This shows that without the patch the routine spends 45%
of its time spinning unnecessarily.

Mike Yoknis

2012-10-20 08:36:49

by Mel Gorman

[permalink] [raw]
Subject: Re: [PATCH] mm: memmap_init_zone() performance improvement

On Fri, Oct 19, 2012 at 01:53:18PM -0600, Mike Yoknis wrote:
> On Tue, 2012-10-09 at 08:56 -0600, Mike Yoknis wrote:
> > On Mon, 2012-10-08 at 16:16 +0100, Mel Gorman wrote:
> > > On Wed, Oct 03, 2012 at 08:56:14AM -0600, Mike Yoknis wrote:
> > > > memmap_init_zone() loops through every Page Frame Number (pfn),
> > > > including pfn values that are within the gaps between existing
> > > > memory sections. The unneeded looping will become a boot
> > > > performance issue when machines configure larger memory ranges
> > > > that will contain larger and more numerous gaps.
> > > >
> > > > The code will skip across invalid sections to reduce the
> > > > number of loops executed.
> > > >
> > > > Signed-off-by: Mike Yoknis <[email protected]>
> > >
> > > I do not see the need for
> > > the additional complexity unless you can show it makes a big difference
> > > to boot times.
> > >
> >
> > Mel,
> >
> > Let me pass along the numbers I have. We have what we call an
> > "architectural simulator". It is a computer program that pretends that
> > it is a computer system. We use it to test the firmware before real
> > hardware is available. We have booted Linux on our simulator. As you
> > would expect it takes longer to boot on the simulator than it does on
> > real hardware.
> >
> > With my patch - boot time 41 minutes
> > Without patch - boot time 94 minutes
> >
> > These numbers do not scale linearly to real hardware. But indicate to
> > me a place where Linux can be improved.
> >
> > Mike Yoknis
> >
> Mel,
> I finally got access to prototype hardware.
> It is a relatively small machine with only 64GB of RAM.
>
> I put in a time measurement by reading the TSC register.

## ENTRIES SUPPLIED
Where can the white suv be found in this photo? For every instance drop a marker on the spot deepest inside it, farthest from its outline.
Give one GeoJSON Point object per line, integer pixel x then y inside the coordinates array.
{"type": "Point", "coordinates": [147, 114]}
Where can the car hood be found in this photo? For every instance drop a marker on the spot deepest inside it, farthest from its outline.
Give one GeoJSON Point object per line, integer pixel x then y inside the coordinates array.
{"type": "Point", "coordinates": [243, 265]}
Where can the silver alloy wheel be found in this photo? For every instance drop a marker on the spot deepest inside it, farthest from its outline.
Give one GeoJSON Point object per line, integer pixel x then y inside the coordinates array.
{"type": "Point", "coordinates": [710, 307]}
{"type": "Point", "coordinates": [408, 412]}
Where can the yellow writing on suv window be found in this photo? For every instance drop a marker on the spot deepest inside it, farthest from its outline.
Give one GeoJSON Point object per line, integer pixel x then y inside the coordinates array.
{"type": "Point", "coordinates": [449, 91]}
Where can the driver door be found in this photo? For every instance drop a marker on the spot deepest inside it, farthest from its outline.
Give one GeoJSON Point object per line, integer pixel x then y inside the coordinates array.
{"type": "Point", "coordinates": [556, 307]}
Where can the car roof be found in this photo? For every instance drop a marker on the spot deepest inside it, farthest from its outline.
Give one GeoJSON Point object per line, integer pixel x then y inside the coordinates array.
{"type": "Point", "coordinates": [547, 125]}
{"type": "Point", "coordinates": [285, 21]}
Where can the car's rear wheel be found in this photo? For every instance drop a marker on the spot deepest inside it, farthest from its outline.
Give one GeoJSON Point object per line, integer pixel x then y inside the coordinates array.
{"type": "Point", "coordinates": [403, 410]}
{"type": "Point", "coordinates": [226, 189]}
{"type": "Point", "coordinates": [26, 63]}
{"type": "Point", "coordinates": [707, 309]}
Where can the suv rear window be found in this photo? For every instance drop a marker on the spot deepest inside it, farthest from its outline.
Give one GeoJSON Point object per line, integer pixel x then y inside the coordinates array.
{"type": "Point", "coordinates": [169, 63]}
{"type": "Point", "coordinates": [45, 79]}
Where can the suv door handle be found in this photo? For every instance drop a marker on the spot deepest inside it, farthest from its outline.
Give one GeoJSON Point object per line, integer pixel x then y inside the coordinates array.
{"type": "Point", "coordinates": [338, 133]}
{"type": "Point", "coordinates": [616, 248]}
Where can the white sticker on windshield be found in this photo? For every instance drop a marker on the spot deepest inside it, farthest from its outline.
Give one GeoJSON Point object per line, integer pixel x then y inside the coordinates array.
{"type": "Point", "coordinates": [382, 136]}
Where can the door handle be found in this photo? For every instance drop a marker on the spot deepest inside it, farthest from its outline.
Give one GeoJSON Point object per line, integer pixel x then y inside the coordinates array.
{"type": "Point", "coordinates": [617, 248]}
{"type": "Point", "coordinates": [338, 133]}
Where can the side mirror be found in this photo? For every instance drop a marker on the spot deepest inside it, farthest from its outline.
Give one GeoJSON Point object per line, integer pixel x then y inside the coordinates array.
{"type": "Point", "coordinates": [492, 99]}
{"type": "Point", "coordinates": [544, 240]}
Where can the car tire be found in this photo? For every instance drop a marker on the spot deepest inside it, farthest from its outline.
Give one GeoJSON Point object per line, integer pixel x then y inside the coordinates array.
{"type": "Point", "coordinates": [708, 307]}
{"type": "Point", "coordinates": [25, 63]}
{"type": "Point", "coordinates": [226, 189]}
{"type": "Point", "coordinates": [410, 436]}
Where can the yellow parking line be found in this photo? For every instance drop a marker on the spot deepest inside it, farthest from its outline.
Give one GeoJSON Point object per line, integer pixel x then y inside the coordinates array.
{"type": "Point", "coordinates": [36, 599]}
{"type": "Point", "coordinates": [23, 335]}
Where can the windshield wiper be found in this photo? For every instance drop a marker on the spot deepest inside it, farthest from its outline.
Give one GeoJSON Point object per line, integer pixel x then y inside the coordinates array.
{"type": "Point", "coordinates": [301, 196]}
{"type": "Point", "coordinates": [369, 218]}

## YOUR OBJECTIVE
Transcribe verbatim the passage of the patch discussion above, starting at "by Mel Gorman" and ending at "more numerous gaps.".

## RESULT FOR THIS EXERCISE
by Mel Gorman

[permalink] [raw]
Subject: Re: [PATCH] mm: memmap_init_zone() performance improvement

On Fri, Oct 19, 2012 at 01:53:18PM -0600, Mike Yoknis wrote:
> On Tue, 2012-10-09 at 08:56 -0600, Mike Yoknis wrote:
> > On Mon, 2012-10-08 at 16:16 +0100, Mel Gorman wrote:
> > > On Wed, Oct 03, 2012 at 08:56:14AM -0600, Mike Yoknis wrote:
> > > > memmap_init_zone() loops through every Page Frame Number (pfn),
> > > > including pfn values that are within the gaps between existing
> > > > memory sections. The unneeded looping will become a boot
> > > > performance issue when machines configure larger memory ranges
> > > > that will contain larger and more numerous gaps.